*Task requirements:*
In the items below, copy every line from the one containing "indicate the bridge" through the last line of the items, without changing anything.

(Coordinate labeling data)
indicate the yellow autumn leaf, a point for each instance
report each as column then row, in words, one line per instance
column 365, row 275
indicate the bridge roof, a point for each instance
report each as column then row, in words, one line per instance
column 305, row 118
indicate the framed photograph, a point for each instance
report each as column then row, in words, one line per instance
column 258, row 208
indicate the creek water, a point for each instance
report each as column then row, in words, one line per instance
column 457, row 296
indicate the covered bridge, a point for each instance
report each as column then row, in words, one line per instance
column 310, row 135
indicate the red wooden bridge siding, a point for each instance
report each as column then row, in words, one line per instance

*Worked answer:*
indicate the bridge roof, a point for each instance
report each as column then row, in words, one line per instance
column 305, row 118
indicate the framed photograph, a point for each instance
report each as column then row, in words, one line per instance
column 258, row 208
indicate the creek water, a point for each instance
report each as column then row, in words, one line per instance
column 457, row 296
indicate the covered bridge, a point for each instance
report each as column then row, in words, one line per instance
column 310, row 135
indicate the red wooden bridge siding, a point for each instance
report each as column then row, in words, one line per instance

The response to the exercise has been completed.